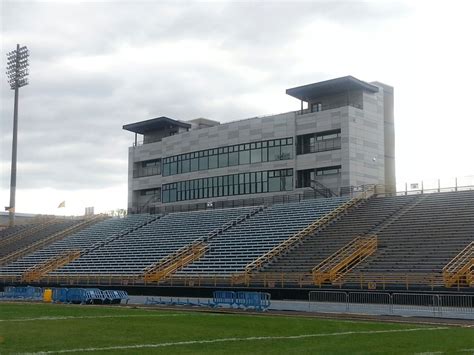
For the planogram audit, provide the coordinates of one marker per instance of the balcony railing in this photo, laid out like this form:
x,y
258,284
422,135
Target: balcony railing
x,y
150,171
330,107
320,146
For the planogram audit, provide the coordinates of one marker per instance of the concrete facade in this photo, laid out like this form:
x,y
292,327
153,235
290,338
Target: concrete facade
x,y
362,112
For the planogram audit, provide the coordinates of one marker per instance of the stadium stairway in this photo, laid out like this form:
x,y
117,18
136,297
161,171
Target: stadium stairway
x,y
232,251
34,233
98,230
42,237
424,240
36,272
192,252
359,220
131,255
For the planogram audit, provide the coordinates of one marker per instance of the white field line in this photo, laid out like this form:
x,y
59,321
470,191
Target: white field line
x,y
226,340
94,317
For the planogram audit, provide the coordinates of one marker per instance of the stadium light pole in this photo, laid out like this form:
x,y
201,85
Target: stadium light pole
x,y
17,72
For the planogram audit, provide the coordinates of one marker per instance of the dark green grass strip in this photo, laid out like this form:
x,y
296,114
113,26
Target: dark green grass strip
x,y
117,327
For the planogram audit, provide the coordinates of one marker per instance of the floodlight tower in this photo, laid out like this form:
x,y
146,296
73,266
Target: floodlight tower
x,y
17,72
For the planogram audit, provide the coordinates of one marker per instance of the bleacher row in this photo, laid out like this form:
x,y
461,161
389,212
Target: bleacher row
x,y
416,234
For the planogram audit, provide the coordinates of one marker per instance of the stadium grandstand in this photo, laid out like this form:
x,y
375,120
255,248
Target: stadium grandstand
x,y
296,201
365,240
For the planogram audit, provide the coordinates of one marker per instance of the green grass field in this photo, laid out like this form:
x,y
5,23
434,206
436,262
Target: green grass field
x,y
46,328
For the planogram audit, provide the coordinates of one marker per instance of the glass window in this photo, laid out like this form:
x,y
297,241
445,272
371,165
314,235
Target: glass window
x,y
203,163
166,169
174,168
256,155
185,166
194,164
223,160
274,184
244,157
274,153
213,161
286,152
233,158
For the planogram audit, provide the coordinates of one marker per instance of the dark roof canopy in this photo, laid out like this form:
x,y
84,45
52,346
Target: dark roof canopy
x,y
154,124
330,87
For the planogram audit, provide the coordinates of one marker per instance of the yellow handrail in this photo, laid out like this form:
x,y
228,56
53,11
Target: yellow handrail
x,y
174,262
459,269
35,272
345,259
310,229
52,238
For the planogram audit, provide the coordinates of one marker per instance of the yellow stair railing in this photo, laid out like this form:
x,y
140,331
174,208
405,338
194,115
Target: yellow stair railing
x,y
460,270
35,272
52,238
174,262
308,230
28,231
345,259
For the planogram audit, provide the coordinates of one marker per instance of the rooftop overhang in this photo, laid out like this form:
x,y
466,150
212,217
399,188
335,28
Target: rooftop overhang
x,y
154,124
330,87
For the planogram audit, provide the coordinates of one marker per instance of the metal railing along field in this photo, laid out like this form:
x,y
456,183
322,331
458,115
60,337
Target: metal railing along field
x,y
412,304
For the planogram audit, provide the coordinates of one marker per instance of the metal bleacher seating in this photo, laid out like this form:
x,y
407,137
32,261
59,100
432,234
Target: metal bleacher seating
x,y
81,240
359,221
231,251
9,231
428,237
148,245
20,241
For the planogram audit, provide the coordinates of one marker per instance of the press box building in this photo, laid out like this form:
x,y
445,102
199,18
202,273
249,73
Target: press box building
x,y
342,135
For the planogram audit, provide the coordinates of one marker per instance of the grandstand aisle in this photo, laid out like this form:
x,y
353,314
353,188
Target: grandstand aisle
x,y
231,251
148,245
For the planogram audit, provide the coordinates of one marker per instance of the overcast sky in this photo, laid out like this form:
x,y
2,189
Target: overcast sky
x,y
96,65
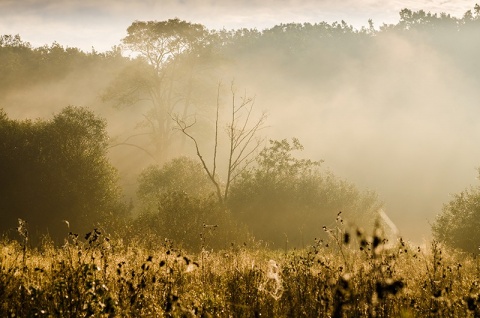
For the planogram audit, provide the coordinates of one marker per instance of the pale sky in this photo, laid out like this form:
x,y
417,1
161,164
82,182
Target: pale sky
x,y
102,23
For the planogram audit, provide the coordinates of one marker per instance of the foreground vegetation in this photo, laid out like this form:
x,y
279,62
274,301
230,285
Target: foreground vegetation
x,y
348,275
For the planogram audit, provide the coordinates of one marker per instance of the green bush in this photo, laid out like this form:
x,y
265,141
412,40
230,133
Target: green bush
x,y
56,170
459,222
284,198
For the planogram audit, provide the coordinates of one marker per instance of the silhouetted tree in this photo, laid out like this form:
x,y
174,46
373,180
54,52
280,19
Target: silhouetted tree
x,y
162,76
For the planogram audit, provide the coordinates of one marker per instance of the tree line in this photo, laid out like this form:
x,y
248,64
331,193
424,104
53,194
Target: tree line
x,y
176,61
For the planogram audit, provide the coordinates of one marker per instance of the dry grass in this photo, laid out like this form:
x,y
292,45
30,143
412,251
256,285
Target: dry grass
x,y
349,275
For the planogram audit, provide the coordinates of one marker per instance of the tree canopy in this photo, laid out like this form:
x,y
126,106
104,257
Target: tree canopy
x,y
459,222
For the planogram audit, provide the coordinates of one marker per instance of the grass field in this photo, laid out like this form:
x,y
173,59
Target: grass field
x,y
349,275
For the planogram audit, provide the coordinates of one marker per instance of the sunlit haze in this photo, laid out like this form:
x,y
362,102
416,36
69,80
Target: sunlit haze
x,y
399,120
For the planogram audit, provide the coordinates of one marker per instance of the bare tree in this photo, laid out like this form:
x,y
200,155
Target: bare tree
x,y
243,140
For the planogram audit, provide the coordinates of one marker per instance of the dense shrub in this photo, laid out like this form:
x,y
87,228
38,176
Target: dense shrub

━━━━

> _Task_: Reproduce exactly the lines from the one with "the tree canopy" through the end of the entries above, both ends included.

> _Your solution_:
For the planogram audit, provide the coordinates of one marker per instance of the tree canopy in this photo, laid out like this form:
x,y
126,106
104,257
Target: tree canopy
x,y
459,222
For the planogram audit, provide the coordinates of one marker per instance of the grass field in this photo, laid out like this form:
x,y
173,59
Target: grass field
x,y
349,275
For the planogram audit, provide the coordinates of one marker per instance of the sunlit haze in this photo, laid out like this form:
x,y
362,102
416,36
69,80
Target: sunlit haze
x,y
399,120
For the planogram audit, provide the coordinates of one marker per instance of the bare tree in this photo, laid out like this form:
x,y
200,155
Target: bare tree
x,y
243,140
For the planogram audit, provide the coordinates of one marker per instance of the dense shrub in this photo, laid out like this form:
x,y
87,228
38,176
Target: dense shrub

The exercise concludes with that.